Short task 1
Pull out every line of the listing below that contains the string "frame".

Source
[start]

R/lma_lspace.R
In lingmatch: Linguistic Matching and Accommodation

Documented in lma_lspace

#' Latent Semantic Space (Embeddings) Operations
#'
#' Map a document-term matrix onto a latent semantic space, extract terms from a
#' latent semantic space (if \code{dtm} is a character vector, or \code{map.space =} \code{FALSE}),
#' or perform a singular value decomposition of a document-term matrix (if \code{dtm} is a matrix
#' and \code{space} is missing).
#' @param dtm A matrix with terms as column names, or a character vector of terms to be extracted
#'   from a specified space. If this is of length 1 and \code{space} is missing, it will be treated
#'   as \code{space}.
#' @param space A matrix with terms as rownames. If missing, this will be the right singular vectors
#'   of a singular value decomposition of \code{dtm}. If a character, a file matching the character
#'   will be searched for in \code{dir} (e.g., \code{space = 'google'}). If a file is not found and
#'   the character matches one of the \href{https://osf.io/489he/wiki/home}{available spaces}, you
#'   will be given the option to download it, as handled by \code{\link{download.lspace}}.
#'   If \code{dtm} is missing, the entire space will be loaded and returned.
#' @param map.space Logical: if \code{FALSE}, the original vectors of \code{space} for terms
#'   found in \code{dtm} are returned. Otherwise \code{dtm} \code{\%*\%} \code{space} is returned,
#'   excluding uncommon columns of \code{dtm} and rows of \code{space}.
#' @param fill.missing Logical: if \code{TRUE} and terms are being extracted from a space, includes
#'   terms not found in the space as rows of 0s, such that the returned matrix will have a row
#'   for every requested term.

[end]

Short task 2
From the lma_lspace documentation above, write out word for word the passage that starts with "#' @param fill.missing" and ends with "every requested term.".

Material for the task
[start]

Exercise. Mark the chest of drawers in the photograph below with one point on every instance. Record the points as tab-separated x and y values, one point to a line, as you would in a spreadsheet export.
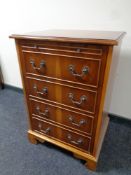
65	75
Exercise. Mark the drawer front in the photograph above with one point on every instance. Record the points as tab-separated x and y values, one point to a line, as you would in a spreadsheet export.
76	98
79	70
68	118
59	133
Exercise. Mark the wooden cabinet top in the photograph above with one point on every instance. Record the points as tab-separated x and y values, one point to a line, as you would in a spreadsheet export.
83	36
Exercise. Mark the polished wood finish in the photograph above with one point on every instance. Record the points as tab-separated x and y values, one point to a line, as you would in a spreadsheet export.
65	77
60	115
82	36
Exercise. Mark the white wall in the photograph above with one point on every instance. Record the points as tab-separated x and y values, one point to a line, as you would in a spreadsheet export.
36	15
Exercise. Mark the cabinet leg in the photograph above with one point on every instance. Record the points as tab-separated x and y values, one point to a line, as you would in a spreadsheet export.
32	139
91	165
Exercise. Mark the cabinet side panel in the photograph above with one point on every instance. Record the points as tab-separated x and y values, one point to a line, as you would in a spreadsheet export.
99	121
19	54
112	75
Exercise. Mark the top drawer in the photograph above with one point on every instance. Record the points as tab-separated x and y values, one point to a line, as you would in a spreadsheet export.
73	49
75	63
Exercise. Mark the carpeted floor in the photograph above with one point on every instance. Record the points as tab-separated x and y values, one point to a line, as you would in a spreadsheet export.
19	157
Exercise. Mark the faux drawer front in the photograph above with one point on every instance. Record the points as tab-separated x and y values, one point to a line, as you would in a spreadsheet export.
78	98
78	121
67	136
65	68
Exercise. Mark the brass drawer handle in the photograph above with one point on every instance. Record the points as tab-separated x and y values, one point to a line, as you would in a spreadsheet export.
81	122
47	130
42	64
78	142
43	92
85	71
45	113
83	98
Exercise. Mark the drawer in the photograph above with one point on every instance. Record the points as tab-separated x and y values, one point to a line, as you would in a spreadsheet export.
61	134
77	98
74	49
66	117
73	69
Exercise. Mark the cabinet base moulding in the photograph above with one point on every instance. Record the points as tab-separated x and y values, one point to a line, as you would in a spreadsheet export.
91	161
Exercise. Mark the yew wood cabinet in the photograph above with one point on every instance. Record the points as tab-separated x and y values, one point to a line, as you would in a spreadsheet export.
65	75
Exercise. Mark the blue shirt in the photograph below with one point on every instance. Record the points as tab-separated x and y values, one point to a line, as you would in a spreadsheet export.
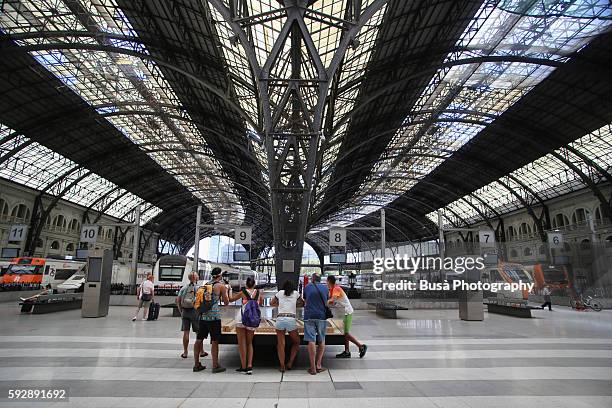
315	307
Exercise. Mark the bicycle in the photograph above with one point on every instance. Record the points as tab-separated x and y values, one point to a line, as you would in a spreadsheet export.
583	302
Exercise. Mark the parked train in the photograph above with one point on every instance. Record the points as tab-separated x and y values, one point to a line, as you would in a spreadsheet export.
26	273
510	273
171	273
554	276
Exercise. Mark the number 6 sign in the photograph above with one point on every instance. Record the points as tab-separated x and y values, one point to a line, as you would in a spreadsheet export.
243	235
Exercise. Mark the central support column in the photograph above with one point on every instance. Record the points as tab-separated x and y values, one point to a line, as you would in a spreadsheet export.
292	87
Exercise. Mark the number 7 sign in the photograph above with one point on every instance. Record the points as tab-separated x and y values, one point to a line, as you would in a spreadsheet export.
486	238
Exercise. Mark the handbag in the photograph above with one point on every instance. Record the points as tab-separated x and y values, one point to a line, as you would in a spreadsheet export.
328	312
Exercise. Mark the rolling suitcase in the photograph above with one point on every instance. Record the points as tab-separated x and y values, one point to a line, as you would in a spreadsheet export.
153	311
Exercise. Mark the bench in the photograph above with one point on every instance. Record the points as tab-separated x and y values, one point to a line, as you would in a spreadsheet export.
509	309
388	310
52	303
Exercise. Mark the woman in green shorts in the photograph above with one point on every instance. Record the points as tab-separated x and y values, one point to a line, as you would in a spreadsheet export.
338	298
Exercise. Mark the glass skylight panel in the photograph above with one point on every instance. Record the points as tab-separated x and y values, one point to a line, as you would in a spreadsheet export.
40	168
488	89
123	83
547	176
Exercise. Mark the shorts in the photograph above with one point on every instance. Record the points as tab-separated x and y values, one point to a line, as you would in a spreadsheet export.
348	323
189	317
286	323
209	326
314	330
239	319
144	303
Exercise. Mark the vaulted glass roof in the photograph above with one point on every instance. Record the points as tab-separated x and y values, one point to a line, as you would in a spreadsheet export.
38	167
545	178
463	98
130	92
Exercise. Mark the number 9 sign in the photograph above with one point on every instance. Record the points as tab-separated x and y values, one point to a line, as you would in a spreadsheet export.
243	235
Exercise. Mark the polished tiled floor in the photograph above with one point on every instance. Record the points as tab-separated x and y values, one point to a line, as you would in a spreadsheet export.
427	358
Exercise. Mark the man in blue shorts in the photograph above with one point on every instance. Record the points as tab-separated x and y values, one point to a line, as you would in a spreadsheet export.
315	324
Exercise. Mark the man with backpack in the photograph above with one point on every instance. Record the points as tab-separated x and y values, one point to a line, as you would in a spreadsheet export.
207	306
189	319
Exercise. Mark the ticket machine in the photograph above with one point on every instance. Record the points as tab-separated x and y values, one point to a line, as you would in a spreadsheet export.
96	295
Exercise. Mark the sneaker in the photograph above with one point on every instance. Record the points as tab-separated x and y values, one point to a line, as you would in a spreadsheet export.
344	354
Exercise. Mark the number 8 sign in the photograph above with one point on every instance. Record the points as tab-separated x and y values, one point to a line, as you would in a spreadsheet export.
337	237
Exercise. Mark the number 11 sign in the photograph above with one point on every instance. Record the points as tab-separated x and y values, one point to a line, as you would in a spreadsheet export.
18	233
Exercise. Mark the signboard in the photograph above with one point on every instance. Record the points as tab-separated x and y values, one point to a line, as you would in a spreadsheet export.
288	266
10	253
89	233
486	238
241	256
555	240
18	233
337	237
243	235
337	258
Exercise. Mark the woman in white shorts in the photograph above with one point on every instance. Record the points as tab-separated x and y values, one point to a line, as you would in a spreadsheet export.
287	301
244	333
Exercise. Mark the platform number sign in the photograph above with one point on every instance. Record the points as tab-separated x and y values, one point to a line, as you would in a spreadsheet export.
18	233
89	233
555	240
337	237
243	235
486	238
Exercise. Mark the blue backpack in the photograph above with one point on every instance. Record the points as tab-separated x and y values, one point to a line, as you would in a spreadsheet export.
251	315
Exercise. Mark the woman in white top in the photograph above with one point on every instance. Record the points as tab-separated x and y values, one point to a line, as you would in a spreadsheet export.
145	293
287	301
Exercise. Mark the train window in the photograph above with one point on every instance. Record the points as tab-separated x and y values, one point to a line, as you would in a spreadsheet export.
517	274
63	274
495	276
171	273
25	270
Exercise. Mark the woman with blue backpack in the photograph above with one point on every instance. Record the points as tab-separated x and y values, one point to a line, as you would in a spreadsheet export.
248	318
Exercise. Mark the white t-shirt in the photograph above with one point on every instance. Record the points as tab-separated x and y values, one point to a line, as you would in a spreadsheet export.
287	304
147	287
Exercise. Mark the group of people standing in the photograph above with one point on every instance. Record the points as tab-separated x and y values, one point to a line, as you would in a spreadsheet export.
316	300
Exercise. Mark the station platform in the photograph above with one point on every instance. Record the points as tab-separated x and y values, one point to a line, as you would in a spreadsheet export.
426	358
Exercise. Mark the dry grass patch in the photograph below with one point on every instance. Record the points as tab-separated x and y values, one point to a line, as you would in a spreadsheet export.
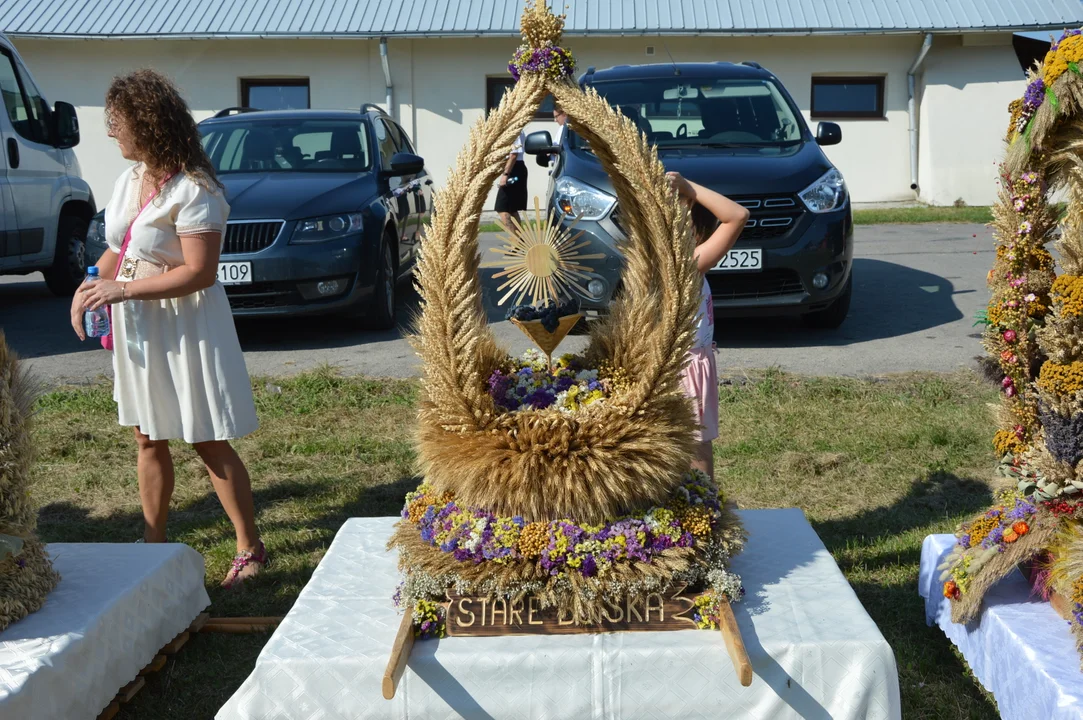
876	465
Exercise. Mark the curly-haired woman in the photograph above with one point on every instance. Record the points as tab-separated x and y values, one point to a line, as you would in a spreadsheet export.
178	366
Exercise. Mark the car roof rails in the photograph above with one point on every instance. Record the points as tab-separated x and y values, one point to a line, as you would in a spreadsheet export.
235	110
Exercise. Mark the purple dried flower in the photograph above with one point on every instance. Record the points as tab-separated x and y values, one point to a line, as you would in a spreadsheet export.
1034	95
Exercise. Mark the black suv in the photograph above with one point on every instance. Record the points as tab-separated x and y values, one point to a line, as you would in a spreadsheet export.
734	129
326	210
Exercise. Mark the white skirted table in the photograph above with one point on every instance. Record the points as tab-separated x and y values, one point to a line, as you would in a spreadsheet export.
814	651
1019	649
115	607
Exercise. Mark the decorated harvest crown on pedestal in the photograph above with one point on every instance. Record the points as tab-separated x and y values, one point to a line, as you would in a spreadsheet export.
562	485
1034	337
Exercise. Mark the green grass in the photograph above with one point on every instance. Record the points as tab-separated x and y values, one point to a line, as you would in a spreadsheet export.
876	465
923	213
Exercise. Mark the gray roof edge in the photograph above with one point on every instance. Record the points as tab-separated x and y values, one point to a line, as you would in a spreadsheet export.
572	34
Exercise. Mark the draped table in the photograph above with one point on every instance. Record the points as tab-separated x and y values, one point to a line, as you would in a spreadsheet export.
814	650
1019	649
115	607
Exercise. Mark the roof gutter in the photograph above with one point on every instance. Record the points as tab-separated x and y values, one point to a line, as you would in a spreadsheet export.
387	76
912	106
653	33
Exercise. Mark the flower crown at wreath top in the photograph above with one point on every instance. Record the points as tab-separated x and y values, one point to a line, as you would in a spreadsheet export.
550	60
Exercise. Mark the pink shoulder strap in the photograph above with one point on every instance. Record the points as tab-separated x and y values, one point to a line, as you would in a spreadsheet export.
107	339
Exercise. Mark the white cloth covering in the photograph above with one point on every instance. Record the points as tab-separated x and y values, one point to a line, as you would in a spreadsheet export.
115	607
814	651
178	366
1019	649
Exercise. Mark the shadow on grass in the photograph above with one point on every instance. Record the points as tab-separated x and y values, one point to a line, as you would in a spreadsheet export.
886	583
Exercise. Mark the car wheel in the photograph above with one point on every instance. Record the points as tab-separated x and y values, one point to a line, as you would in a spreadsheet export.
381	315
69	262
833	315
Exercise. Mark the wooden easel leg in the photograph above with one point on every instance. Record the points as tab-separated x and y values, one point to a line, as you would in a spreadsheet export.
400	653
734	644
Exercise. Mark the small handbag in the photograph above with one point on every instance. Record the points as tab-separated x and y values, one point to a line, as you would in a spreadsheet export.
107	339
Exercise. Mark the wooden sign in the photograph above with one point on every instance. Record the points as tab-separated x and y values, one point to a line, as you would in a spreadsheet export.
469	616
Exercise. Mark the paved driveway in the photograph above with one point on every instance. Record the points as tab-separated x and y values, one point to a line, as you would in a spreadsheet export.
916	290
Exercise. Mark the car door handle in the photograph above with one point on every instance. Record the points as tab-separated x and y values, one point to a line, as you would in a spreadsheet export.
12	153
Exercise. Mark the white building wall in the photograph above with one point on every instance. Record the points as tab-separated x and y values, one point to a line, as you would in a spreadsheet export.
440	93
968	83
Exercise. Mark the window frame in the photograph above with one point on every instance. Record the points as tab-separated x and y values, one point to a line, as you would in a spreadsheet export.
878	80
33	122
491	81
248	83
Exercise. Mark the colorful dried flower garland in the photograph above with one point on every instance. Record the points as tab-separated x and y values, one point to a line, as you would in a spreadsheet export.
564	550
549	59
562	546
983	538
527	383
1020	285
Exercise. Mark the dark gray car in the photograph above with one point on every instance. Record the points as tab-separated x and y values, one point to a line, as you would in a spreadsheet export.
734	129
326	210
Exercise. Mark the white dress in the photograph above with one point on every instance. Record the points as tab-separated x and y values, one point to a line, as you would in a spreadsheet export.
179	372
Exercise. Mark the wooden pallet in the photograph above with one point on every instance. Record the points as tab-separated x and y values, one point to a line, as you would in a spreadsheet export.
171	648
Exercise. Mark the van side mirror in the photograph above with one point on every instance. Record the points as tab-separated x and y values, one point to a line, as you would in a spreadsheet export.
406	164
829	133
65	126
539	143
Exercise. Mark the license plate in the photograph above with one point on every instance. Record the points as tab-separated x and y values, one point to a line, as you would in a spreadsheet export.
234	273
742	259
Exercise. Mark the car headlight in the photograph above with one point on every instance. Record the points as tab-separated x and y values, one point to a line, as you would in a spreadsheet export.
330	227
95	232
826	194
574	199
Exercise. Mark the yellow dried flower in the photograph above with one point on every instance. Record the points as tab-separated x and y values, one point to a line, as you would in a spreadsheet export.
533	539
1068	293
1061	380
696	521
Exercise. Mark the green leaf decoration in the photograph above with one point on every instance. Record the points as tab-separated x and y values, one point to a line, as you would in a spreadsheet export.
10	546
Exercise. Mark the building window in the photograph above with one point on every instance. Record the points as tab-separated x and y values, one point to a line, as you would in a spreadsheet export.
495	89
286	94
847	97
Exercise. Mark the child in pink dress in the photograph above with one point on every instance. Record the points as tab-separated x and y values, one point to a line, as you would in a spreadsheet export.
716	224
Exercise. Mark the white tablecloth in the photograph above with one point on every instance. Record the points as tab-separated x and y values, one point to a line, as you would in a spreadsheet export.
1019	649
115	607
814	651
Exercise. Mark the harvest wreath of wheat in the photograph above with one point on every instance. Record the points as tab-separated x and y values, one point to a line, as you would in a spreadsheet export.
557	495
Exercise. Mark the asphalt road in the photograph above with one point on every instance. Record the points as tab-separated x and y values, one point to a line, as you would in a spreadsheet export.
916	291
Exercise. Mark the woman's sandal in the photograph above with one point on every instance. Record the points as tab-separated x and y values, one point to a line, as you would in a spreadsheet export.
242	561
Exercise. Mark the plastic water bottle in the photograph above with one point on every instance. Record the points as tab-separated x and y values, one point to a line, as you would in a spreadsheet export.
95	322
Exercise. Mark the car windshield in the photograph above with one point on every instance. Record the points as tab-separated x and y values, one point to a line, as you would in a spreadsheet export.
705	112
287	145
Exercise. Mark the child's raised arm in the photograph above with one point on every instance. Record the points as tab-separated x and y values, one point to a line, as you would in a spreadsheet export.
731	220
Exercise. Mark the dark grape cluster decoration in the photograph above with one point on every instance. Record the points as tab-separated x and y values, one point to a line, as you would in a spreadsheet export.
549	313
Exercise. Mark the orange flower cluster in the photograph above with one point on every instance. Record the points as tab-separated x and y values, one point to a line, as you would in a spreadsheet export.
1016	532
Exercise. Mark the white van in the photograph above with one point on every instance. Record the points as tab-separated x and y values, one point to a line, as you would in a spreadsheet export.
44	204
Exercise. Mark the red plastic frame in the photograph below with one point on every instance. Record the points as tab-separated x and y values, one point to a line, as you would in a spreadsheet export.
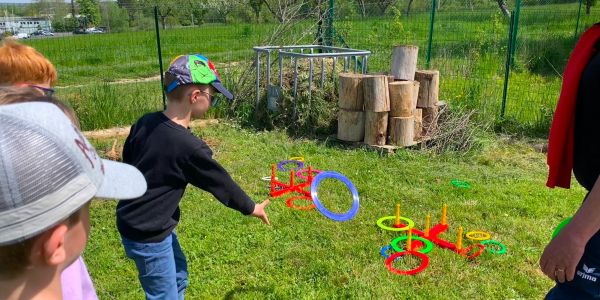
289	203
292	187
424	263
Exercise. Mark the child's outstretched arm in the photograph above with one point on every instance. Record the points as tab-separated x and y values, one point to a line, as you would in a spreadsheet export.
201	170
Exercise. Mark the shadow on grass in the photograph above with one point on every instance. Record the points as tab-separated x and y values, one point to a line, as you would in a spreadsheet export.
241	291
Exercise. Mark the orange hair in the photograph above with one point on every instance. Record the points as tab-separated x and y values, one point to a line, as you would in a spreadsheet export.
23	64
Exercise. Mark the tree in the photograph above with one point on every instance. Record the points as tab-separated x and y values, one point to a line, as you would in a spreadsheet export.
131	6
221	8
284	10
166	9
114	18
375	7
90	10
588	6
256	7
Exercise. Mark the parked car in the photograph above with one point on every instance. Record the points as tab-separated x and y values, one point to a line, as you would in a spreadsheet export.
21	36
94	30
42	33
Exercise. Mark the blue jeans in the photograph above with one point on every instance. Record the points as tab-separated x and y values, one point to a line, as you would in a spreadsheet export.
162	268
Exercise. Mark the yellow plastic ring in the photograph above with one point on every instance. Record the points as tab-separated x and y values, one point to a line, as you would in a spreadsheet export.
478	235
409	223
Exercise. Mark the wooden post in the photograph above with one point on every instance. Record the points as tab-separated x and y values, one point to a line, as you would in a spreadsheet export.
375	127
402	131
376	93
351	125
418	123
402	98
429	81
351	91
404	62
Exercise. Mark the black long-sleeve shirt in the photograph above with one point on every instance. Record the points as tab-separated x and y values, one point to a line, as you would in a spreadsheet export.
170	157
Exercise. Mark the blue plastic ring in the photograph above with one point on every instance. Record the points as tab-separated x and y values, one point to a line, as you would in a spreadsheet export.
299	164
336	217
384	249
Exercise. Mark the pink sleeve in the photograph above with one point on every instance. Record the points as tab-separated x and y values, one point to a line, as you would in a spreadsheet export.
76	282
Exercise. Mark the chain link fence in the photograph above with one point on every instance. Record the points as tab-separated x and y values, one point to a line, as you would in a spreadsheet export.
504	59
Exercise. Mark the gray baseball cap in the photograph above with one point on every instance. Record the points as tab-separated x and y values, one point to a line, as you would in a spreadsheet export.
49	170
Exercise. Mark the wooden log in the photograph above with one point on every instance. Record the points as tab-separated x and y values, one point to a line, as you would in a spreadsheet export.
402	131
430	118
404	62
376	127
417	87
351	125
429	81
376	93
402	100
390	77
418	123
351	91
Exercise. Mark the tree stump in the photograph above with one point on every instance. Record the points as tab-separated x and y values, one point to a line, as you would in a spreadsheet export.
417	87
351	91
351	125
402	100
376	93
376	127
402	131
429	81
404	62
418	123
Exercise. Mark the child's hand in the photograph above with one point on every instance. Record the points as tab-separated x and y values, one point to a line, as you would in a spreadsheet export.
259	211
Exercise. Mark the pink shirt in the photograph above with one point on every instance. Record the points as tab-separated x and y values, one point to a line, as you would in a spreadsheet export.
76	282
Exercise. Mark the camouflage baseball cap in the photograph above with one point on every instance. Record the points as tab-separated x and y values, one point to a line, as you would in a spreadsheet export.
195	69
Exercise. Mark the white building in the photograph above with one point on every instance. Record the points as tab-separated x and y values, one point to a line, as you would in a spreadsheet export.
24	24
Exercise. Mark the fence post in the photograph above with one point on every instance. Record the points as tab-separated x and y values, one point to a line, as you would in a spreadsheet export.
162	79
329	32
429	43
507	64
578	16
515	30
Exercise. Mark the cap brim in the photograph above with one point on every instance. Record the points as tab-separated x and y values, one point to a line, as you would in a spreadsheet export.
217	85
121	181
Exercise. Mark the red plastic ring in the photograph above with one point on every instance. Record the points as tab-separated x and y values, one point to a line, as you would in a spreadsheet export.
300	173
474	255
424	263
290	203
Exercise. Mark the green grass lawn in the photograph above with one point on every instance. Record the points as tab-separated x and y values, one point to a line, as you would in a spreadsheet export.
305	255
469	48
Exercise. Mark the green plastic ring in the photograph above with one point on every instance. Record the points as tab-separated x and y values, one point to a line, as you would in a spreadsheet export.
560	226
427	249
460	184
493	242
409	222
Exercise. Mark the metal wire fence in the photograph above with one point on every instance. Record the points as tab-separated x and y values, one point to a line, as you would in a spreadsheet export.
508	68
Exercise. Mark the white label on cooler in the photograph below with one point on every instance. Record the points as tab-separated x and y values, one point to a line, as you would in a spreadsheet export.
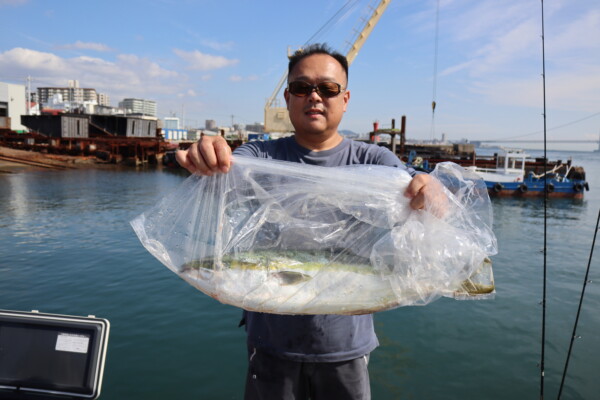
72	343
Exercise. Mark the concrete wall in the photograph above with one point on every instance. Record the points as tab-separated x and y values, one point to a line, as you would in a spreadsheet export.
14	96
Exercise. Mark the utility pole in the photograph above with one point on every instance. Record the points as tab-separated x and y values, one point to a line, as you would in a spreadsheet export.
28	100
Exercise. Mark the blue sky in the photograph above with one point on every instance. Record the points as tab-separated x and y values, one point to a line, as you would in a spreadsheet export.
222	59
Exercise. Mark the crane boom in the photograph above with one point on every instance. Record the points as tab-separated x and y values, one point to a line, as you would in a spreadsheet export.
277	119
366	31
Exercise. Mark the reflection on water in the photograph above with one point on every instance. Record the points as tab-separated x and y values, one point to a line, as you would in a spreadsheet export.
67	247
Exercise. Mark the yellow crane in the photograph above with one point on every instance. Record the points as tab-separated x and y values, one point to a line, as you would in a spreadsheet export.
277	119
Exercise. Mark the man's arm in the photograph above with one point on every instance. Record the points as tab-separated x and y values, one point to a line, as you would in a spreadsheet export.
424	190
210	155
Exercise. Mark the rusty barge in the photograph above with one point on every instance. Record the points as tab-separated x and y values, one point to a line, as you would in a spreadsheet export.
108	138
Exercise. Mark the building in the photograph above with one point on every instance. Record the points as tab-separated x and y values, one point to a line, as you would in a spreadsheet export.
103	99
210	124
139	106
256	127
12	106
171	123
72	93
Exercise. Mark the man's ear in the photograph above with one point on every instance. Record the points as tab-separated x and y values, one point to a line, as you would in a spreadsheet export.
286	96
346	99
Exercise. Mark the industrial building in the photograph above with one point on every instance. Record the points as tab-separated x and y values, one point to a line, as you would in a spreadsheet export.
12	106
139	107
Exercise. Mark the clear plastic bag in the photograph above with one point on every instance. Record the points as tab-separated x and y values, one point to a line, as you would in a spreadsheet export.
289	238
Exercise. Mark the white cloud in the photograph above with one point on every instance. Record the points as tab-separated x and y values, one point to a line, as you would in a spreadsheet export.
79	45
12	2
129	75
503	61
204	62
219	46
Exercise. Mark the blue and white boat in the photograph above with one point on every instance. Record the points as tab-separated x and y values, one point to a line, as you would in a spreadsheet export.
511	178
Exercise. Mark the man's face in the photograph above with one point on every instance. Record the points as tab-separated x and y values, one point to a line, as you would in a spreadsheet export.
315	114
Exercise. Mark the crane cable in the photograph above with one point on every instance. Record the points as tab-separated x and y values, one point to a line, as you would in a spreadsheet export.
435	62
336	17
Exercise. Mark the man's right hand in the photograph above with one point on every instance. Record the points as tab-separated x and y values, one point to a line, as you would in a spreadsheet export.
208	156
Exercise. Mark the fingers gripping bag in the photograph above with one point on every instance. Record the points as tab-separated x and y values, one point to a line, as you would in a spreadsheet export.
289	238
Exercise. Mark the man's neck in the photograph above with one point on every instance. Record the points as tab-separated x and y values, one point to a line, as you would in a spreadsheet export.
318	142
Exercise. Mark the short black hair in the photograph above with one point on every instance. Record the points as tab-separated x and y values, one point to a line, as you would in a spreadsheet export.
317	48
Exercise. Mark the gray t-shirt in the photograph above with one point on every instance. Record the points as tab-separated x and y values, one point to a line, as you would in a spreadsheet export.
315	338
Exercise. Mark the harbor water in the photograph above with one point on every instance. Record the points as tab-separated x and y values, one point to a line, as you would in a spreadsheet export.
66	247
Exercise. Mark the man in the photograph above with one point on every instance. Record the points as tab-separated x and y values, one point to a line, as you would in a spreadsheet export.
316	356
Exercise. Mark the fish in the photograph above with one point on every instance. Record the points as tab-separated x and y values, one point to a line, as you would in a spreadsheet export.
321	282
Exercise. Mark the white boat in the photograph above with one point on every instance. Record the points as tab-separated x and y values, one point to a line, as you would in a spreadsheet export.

[end]

Finished answer 1
Exercise. Mark the window frame in the photograph above with one point on every instance. Record the points as tab-separated x and y values, one point to a line, as you would in a spreadsheet export.
Exercise. Mark the red plastic frame in the photograph below with one point on every instance. Record the points as tab-separated x and y values, one point to a line, as you would in a spreadsheet export.

Finished answer 2
#' @param fill.missing Logical: if \code{TRUE} and terms are being extracted from a space, includes
#'   terms not found in the space as rows of 0s, such that the returned matrix will have a row
#'   for every requested term.